=== Records shown ===

########################################

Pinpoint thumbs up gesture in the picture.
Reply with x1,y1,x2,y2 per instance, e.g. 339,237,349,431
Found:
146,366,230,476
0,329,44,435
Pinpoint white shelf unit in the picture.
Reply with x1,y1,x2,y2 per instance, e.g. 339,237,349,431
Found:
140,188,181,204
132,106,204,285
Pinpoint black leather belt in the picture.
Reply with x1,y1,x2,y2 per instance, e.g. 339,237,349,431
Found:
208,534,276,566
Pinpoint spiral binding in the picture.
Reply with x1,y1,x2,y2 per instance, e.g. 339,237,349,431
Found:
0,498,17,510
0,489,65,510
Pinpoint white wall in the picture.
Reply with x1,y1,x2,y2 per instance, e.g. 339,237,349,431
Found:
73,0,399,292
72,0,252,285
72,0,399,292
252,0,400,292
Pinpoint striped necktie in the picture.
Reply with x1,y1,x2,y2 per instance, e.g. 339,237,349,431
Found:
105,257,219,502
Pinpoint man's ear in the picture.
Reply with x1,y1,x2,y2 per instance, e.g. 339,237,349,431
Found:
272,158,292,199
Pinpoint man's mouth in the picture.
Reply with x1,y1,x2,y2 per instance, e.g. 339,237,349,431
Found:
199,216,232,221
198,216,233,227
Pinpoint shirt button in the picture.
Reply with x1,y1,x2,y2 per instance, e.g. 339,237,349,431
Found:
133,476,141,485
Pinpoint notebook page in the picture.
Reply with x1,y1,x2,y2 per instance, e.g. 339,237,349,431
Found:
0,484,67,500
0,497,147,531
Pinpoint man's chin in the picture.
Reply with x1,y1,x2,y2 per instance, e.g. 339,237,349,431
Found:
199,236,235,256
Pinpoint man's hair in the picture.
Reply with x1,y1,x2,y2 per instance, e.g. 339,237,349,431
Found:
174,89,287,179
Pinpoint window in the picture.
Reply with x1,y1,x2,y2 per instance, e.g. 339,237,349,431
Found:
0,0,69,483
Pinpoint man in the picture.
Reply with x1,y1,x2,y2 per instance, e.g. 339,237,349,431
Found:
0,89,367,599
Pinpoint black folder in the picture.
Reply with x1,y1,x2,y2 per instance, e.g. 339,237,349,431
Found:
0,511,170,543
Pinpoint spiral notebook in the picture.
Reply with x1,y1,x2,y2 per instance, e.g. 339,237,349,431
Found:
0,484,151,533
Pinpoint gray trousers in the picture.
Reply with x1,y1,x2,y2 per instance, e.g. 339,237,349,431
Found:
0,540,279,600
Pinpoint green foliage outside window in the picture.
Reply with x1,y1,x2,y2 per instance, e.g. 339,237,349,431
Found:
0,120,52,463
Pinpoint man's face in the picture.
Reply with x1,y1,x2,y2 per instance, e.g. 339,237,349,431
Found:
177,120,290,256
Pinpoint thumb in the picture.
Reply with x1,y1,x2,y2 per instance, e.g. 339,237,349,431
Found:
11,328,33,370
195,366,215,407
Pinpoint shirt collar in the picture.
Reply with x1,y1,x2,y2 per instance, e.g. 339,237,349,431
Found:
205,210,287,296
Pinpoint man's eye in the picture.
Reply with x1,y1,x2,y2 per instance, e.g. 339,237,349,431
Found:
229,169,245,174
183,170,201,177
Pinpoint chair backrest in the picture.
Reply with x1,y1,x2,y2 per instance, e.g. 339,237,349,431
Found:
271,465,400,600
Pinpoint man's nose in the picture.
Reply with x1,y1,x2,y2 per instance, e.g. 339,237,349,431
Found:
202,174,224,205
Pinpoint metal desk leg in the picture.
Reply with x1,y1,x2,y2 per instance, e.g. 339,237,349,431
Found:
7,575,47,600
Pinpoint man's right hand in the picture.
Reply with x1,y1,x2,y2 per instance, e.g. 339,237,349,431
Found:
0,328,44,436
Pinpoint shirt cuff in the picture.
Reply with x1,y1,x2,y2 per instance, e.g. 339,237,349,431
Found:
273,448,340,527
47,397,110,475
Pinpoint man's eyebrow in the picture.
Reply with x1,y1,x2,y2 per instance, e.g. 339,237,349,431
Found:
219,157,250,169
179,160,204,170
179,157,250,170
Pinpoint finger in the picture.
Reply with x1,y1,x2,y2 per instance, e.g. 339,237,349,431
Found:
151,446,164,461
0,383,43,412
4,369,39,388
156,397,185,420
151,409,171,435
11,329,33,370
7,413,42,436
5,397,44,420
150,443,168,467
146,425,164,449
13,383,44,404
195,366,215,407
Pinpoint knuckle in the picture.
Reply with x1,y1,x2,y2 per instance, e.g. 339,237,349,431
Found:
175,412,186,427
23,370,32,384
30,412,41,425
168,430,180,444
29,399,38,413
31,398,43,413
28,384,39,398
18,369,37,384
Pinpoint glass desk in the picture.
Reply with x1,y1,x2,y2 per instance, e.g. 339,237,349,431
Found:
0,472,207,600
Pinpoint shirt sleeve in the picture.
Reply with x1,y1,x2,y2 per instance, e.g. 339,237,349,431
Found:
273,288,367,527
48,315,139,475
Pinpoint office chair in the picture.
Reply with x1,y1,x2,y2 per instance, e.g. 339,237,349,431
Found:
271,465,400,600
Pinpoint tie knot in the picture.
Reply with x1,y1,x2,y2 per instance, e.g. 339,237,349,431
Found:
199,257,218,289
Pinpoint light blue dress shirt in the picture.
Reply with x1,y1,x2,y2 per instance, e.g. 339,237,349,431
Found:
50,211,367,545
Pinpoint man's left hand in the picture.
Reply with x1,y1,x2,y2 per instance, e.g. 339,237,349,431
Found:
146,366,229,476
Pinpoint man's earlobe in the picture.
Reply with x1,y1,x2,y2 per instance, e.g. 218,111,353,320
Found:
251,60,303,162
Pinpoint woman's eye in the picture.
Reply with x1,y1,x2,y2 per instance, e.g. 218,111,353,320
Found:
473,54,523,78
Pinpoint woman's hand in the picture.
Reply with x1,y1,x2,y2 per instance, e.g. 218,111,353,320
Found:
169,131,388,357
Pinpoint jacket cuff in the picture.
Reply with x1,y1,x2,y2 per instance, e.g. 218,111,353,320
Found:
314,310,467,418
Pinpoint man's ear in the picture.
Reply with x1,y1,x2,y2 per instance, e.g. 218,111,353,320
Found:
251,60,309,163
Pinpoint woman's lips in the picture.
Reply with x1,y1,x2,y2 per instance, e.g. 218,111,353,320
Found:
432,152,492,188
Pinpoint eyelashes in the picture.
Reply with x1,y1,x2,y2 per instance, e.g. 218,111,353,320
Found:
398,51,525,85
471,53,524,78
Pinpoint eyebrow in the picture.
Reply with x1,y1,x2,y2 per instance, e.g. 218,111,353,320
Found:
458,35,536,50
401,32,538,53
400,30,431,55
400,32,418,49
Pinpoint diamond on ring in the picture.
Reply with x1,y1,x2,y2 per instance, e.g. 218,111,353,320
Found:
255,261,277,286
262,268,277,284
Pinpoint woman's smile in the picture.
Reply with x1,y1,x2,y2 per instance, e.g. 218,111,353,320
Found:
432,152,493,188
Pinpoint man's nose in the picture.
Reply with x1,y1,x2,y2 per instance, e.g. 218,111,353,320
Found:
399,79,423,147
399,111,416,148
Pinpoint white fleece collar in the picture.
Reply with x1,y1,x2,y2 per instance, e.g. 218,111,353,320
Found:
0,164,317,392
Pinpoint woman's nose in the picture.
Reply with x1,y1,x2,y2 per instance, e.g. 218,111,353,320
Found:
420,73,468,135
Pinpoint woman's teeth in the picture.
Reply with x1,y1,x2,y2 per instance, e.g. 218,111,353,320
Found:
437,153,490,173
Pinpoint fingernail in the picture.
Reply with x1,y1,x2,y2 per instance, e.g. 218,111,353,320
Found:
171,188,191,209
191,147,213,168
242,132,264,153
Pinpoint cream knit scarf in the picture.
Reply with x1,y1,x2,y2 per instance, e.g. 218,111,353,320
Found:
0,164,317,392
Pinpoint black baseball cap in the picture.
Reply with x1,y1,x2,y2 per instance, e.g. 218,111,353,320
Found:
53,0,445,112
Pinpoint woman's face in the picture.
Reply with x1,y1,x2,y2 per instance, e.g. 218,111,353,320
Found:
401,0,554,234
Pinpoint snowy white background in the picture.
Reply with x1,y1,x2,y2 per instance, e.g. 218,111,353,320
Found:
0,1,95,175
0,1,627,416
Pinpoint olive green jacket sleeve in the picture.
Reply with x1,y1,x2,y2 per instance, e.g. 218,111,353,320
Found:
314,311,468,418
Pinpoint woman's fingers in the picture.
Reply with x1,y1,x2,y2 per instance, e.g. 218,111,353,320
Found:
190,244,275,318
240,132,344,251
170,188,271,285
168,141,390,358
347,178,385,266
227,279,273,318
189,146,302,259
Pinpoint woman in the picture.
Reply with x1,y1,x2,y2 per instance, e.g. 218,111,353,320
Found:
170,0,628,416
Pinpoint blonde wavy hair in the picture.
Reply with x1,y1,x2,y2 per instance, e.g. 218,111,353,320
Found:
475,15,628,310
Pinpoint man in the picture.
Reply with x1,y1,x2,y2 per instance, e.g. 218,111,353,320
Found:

########################################

=== Problem description ===
The task calls for every line of the material that contains the string "green".

=== Output for this task ===
Pinpoint green foliage outside window in the picture.
Pinpoint olive green jacket sleeve in the picture.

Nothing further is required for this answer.